# [Your task]
Can you quote verbatim the part of the listing that opens with the line containing "like [[209, 215]]." and closes with the line containing "[[189, 122]]", both of those lines included?

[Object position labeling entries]
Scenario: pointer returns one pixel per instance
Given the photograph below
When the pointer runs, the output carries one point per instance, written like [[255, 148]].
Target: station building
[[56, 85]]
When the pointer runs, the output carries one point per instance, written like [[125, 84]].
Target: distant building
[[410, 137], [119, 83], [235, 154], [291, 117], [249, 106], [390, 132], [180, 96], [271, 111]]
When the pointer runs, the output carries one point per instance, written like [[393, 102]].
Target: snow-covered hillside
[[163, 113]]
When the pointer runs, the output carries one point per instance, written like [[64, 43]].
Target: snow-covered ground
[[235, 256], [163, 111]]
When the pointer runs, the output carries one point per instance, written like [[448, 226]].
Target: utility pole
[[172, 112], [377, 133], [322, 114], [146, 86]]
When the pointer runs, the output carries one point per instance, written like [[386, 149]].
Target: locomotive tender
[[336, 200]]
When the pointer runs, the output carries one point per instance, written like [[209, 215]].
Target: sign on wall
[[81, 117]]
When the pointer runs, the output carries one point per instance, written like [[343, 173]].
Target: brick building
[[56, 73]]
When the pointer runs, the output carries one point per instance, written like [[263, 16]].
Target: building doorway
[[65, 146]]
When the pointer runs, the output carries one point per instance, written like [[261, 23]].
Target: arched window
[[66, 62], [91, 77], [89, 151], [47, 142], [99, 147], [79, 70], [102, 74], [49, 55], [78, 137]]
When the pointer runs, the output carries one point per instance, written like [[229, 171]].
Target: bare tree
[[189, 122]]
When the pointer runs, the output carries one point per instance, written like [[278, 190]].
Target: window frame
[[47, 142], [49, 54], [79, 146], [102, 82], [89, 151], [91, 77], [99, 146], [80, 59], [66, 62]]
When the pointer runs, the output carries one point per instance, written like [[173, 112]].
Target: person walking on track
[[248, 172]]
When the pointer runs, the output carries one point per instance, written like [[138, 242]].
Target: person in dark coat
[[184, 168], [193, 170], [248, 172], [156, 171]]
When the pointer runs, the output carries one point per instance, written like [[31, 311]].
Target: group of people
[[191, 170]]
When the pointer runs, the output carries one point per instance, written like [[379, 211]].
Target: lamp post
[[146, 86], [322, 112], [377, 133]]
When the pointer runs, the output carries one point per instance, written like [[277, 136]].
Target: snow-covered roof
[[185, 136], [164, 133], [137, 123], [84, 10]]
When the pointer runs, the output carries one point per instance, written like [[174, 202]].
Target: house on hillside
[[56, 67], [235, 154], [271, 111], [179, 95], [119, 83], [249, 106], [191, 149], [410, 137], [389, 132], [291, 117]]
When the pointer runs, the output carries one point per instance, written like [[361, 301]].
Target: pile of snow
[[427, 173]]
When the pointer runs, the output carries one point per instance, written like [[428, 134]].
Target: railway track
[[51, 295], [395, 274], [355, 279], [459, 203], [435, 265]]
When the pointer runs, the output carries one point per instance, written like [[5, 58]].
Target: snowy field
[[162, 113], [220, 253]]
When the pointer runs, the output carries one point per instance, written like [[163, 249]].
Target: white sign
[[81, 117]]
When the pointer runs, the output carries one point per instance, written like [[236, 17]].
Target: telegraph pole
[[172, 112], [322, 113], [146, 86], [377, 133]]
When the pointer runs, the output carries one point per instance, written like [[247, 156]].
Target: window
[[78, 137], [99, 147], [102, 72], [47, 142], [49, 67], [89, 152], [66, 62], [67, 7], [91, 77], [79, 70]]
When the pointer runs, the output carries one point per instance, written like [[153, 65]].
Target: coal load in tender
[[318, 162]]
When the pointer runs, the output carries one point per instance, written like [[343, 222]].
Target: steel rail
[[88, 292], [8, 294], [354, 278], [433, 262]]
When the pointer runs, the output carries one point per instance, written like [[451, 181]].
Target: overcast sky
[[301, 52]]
* * *
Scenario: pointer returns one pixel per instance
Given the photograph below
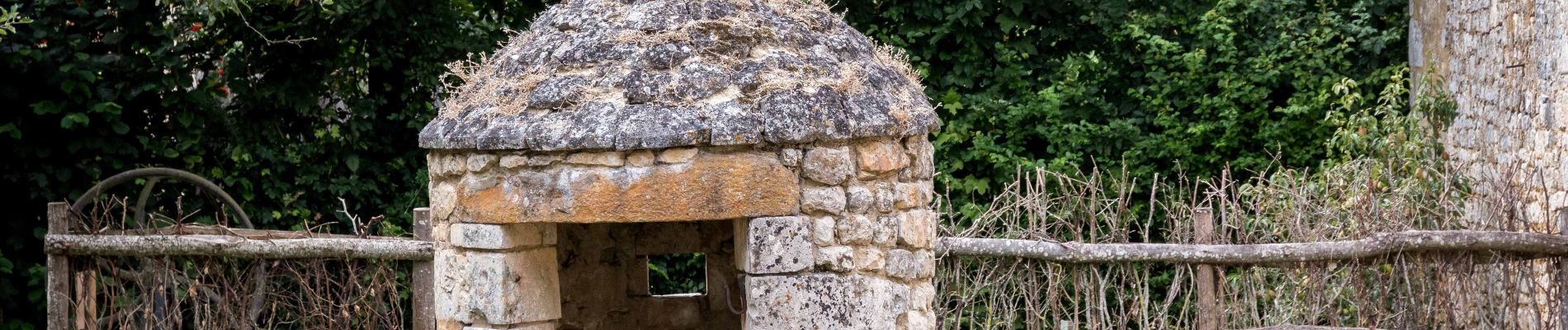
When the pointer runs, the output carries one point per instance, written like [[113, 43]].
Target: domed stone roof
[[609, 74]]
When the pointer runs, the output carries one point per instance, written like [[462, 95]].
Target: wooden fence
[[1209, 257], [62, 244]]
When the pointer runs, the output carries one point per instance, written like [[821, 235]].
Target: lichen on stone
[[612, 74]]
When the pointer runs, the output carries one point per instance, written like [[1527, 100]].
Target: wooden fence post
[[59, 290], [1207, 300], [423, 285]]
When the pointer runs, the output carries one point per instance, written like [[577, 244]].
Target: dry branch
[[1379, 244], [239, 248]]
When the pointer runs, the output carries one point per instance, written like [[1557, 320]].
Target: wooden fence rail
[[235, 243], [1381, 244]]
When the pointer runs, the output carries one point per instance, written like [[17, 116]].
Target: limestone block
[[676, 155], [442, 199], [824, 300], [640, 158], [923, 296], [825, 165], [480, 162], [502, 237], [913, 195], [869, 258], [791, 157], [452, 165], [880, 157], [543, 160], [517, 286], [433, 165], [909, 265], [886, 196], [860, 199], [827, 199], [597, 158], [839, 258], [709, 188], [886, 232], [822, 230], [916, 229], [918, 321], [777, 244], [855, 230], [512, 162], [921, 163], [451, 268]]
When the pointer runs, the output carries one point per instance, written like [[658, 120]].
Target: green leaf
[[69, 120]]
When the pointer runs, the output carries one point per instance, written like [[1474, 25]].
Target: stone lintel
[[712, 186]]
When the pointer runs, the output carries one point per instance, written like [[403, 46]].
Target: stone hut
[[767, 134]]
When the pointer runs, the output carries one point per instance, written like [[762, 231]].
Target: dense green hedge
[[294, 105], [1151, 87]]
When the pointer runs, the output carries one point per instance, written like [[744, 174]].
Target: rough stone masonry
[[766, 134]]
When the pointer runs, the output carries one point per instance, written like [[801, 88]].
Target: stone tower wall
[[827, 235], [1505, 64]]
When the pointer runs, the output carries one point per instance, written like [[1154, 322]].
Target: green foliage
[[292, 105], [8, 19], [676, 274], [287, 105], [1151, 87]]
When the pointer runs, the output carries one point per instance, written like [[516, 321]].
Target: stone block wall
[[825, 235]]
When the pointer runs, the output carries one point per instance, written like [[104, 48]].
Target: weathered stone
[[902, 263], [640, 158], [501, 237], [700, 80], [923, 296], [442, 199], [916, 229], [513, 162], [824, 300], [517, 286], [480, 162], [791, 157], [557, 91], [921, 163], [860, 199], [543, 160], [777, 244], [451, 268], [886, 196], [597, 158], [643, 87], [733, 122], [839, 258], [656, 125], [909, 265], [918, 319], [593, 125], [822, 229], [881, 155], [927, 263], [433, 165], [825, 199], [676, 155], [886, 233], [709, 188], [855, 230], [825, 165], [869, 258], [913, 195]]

# [The answer]
When the pointer runs, the output carries one point per instance, written like [[209, 215]].
Target: sign on wall
[[81, 117]]
When the pointer runs, the output carries one point per instance, written like [[343, 173]].
Target: brick building
[[56, 73]]
When the pointer runs, the output carries one point per instance, written like [[263, 16]].
Target: building doorway
[[65, 146]]
When the pointer runs, the output carries one point per instance, written like [[261, 23]].
Target: arched window
[[66, 62], [91, 77], [89, 151], [47, 142], [99, 147], [79, 70], [102, 74], [49, 55], [78, 137]]
When the pointer runs, the output carries one point per instance, written like [[229, 171]].
Target: bare tree
[[189, 122]]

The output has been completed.